== DIRECTIONS FOR THIS TASK ==
Search the listing below for the word "white" and copy each line where it appears.
--*--
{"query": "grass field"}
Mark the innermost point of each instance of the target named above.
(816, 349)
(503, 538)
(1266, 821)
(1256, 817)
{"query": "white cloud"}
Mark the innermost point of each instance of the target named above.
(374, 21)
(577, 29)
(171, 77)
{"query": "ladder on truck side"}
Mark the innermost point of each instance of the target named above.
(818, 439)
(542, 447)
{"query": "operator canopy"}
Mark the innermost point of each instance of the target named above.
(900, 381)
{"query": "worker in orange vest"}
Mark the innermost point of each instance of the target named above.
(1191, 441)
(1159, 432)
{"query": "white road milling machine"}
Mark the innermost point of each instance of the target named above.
--*--
== FINAL ANSWER ==
{"query": "white cloud"}
{"query": "white road milling machine"}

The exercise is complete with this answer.